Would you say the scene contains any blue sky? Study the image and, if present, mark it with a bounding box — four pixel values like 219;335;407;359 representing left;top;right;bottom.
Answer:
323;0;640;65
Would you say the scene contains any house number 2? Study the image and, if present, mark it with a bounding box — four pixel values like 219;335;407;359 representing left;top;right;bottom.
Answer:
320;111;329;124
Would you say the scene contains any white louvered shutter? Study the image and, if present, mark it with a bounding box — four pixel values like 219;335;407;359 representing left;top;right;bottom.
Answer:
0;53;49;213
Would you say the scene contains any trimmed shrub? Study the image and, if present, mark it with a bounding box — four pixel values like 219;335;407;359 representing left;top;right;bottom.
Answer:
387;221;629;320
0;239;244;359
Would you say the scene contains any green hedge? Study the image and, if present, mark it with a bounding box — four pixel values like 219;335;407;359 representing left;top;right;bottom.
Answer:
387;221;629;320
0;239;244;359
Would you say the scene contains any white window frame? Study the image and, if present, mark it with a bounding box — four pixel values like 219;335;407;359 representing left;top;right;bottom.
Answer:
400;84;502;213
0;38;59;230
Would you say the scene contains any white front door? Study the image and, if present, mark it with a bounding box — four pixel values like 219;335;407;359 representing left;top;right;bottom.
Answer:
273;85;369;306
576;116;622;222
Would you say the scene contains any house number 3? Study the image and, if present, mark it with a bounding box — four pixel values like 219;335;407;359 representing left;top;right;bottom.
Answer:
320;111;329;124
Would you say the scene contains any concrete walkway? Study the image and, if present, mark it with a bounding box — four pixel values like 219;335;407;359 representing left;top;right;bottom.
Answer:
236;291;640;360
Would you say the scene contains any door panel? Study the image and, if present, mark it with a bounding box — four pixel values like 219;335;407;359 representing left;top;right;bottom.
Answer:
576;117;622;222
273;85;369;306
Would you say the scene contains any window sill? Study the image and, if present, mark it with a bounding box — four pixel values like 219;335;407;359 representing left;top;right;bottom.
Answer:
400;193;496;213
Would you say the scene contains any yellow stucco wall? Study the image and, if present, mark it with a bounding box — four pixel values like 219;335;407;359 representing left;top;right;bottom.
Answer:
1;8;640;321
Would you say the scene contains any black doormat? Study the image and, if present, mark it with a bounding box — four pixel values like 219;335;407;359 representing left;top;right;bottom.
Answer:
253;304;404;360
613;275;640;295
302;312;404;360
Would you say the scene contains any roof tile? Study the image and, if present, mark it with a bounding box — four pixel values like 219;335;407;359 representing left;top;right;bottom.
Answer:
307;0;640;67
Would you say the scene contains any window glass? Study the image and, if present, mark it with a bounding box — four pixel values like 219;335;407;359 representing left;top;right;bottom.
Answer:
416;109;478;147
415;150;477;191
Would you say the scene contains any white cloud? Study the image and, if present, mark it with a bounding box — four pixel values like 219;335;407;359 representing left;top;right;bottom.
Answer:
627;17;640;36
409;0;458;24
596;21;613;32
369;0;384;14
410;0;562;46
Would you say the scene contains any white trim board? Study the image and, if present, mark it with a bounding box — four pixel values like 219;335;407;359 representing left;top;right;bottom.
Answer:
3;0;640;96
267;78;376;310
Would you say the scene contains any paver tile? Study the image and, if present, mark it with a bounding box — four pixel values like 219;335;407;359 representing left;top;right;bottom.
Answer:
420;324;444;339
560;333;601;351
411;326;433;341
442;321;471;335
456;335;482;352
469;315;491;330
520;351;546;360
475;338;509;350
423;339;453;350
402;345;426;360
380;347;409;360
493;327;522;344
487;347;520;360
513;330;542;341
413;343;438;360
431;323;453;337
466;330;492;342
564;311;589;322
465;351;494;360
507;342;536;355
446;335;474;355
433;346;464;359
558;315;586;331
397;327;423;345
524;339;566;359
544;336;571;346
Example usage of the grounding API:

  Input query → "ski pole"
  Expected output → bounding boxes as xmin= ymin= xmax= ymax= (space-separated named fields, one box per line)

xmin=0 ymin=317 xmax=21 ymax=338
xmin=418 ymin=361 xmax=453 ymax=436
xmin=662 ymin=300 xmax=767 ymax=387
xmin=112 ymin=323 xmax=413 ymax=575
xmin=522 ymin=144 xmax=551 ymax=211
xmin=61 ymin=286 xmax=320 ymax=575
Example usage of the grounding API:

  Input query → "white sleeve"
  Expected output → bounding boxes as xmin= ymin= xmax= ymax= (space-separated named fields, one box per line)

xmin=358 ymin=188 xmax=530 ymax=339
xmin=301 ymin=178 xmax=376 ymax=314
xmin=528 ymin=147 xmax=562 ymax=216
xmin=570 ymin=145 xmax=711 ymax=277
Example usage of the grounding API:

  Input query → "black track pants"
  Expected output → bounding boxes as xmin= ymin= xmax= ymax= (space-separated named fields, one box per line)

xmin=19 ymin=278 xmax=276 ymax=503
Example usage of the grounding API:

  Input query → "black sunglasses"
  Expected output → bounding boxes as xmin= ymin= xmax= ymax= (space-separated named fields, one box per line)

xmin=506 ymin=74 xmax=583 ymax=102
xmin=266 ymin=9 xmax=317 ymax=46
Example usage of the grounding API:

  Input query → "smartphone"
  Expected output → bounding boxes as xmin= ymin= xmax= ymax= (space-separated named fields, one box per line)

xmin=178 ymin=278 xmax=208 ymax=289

Aim of the task: Rewrite all of the records above, replacing "Study" with "Examine" everywhere it occurs and keeping everything else the same.

Final answer:
Would you say the scene contains any blue sky? Examine the image and, if present, mark it with a bounding box — four pixel values like 219;335;407;359 representing left;top;right;bottom.
Answer:
323;0;640;65
Would you say the scene contains any house number 2? Examine the image and, if present, mark it with a bounding box — four pixel values like 219;335;407;359 representing left;top;right;bottom.
Answer:
320;111;329;124
Would you say the scene contains any white louvered shutter? Examine the image and, if present, mark it with a bounding box — four pixel values like 219;335;407;359 representing left;top;right;bottom.
Answer:
0;53;49;213
Would you say the scene contains any trimmed shrub? Examine the image and, if present, mark it with a bounding box — four pixel values like 219;335;407;359 representing left;top;right;bottom.
Answer:
387;221;629;320
0;239;244;359
Would you say the scene contains any green hedge? Examine the image and, if present, mark it with a bounding box — four pixel values like 219;335;407;359 representing left;top;right;bottom.
Answer:
387;221;629;320
0;239;244;359
Would you say the scene contains any white window frame? Examine the image and, if present, mark it with a bounding box — four pixel values like 219;335;407;359 representing left;top;right;bottom.
Answer:
400;84;502;213
0;38;59;230
Would you say the scene contains any white front door? Examine the image and, if present, mark it with a bounding box — four pixel values like 219;335;407;359 representing left;top;right;bottom.
Answer:
273;85;369;306
576;116;622;222
Would you say the scene contains any house number 3? Examine the image and, if present, mark it with a bounding box — four pixel values like 219;335;407;359 representing left;top;right;bottom.
Answer:
320;111;329;124
Would you say the scene contains any concrete walkway? Examine the image and, if present, mark it with a bounding box — four pixel values like 219;335;407;359 representing left;top;right;bottom.
Answer:
236;291;640;360
Would you say the scene contains any door panel? Examine the image and, if present, mark it with a bounding box — four pixel values like 219;335;407;359 representing left;top;right;bottom.
Answer:
576;117;622;222
273;85;369;306
Would you say the scene contains any window sill? Examine the image and, if present, mark it with a bounding box — four pixel values like 219;335;407;359 representing left;top;right;bottom.
Answer:
400;193;496;213
Would you say the scene contains any yellow stucco wall? Examine the image and, if present, mark it with a bounding box — four pixel values like 219;335;407;359 representing left;top;right;bottom.
Answer:
1;8;640;321
Would you say the scene contains any black doormat? Examine the image and, if present, mark it with a bounding box — four pixel values like 219;335;407;359 representing left;top;right;bottom.
Answer:
253;304;404;360
613;275;640;295
302;312;404;360
Would you say the scene contains any roof tile? Examine the image and, if present, mark it with a bounding box — four pixel values like 219;335;407;359 representing left;top;right;bottom.
Answer:
307;0;640;67
Would you say the scene contains any window glass? Examine the image and, if present, mark it with a bounding box — four pixel values like 219;335;407;359 representing left;top;right;bottom.
Answer:
416;109;478;147
415;150;477;191
Would you say the scene contains any white cloud? Examine the image and, if present, mark it with a bounding box — four pixel values like 219;335;407;359 representing left;top;right;bottom.
Answer:
627;17;640;36
409;0;458;24
596;21;613;32
369;0;384;14
410;0;562;46
Would you say the scene contains any white trim board? Examine the image and, if present, mark it with a bounding box — four pixel values like 219;335;407;359 representing left;top;right;bottom.
Answer:
3;0;640;96
267;78;376;310
Would you say the scene contains any paver tile? Examine the image and, if present, mark it with a bounding box — four pixel values like 219;335;407;359 representing left;top;right;bottom.
Answer:
420;324;444;339
560;333;601;351
411;326;433;341
442;321;471;335
456;335;482;352
469;315;491;330
520;351;546;360
475;338;509;350
423;339;453;350
402;345;426;360
380;347;409;360
493;327;522;344
487;347;520;360
513;330;542;341
413;343;438;360
431;323;453;337
466;330;492;342
564;311;589;322
465;351;494;360
507;342;536;355
446;335;474;355
433;346;464;359
558;315;586;331
397;327;423;345
524;339;566;359
544;336;571;346
Example usage of the grounding API:

  Input query → "ski pole"
  Expected output → bounding boxes as xmin= ymin= xmax= ymax= (space-separated named fields, one box per line)

xmin=0 ymin=317 xmax=21 ymax=338
xmin=418 ymin=361 xmax=453 ymax=436
xmin=662 ymin=300 xmax=767 ymax=387
xmin=112 ymin=323 xmax=413 ymax=575
xmin=522 ymin=144 xmax=551 ymax=211
xmin=61 ymin=286 xmax=320 ymax=575
Example usage of the grounding API:

  Input query → "white sleeve"
  Expected output → bounding boxes as xmin= ymin= xmax= ymax= (space-separated named fields, one box per line)

xmin=358 ymin=188 xmax=530 ymax=339
xmin=301 ymin=178 xmax=376 ymax=314
xmin=528 ymin=147 xmax=562 ymax=216
xmin=570 ymin=145 xmax=711 ymax=277
Example usage of the grounding API:

  Input query → "black track pants"
  Expected output → bounding boxes as xmin= ymin= xmax= ymax= (space-separated named fields, one box per line)

xmin=19 ymin=278 xmax=276 ymax=503
Example usage of the grounding API:

  Input query → "black sunglasses"
  Expected output → bounding boxes as xmin= ymin= xmax= ymax= (space-separated named fields, one box per line)

xmin=506 ymin=74 xmax=583 ymax=102
xmin=266 ymin=9 xmax=317 ymax=46
Example usage of the grounding API:

  Input query → "smartphone"
  Expected output → bounding boxes as xmin= ymin= xmax= ymax= (space-separated named fields, one box per line)

xmin=178 ymin=278 xmax=208 ymax=289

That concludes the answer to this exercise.